> **PASSAGE TO READ**:

━━━━━━━━

Chicken Processing, Wendell Berry, Jesus, the Tao Te Ching, Jimmy Carter, and Winter Storms
The sun hasn’t come up today yet, but the sunrise yesterday was extraordinary!
With that sunrise as a kick-starter, we immediately began loading up 265 pasture-raised meat chickens to take to our processor so that we will have chicken for our pop-up market on Saturday in Dallas.
Our chicken processor is such a gift. I’m not even sure we would raise chickens if it weren’t for Wind Meadows Family Farm. They are one of only a few USDA certified processors for small farms in the entire state and they are only thirty-five minutes away from us.
They specialize in pasture-raised birds like ours and are so easy to work with which is certainly not always the case with processing facilities. It’s a pretty unnerving thing to work so hard to treat these animals with such care and then trust that your processor will do the same. Will we even be getting back the animals that we raised?
I have come to really trust Windy Meadows. Not only are we getting OUR birds back, they have always worked with any special orders we have had and called with any questions.
A great off-shoot to working with Windy Meadows has been getting to know Daniel who is in charge of the processing operation.
Daniel is part of the family who owns the farm. He and his spouse are expecting their (gulp) sixth child within a month. Daniel, doesn’t look like a roughneck meat processor but instead approaches with a clean shaven face and a disarming smile. He looks like he could be your young therapist instead of the processor ready to slaughter your chickens.
He talks like it too.
Within five to seven minutes of our visit yesterday he summized that fear or control seem to be at the root of so many problems. From my point of view, he just explained most of my problems and oh, by the way, the history of human civilization.
And then he threw out this nugget. He said that he used to wonder a lot about what he should do with his life, and now “I am just trying to be faithful in the spot where I am planted.”
Imagine that—being in your thirties and not chasing the better salary or bigger house. “If I was with her, or my waist was slimmer, or I had that job, life would finally be good. After all, it’s nine days into January, isn’t this the time to set goals of where I want to be?”
No, says the chicken processor—I am trying to be faithful where I am planted.
It sounds like the entire summation of the wisdom of Wendell Berry’s writings. Berry (I so wish we were related) could have worked at a prestigious university but instead lives on the family farm where he has written over thirty books and countless essays and poems with a No. 2 pencil.
Berry was a regenerative farmer before regenerative farm was a thing. He reminds us that new is not always better, that sexy is not always satisfying, and that more efficency does not always equal better results. He counsels us to not always “pray for new earth or heaven, but to be
quiet in heart, and in eye, clear. What we need is here.”

━━━━━━━━

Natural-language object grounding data

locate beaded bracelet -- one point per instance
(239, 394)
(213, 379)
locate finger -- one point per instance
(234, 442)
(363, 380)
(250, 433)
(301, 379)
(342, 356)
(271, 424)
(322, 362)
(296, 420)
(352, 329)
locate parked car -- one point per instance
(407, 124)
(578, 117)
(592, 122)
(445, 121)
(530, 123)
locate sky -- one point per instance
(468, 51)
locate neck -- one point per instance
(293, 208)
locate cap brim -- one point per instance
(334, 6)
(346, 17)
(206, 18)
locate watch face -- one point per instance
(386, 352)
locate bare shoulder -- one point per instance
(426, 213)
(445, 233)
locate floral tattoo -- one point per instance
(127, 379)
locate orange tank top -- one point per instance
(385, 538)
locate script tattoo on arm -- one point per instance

━━━━━━━━

> **INSTRUCTIONS TO FOLLOW**:
Answer these questions from the chicken-processing piece above:
1. How many pasture-raised meat chickens were loaded up to take to the processor?
2. How far away is the chicken processor?
3. What does Wendell Berry use to write his books, essays and poems?

> **EXERCISE SOLUTION**:
1. 265
2. Thirty-five minutes
3. A No. 2 pencil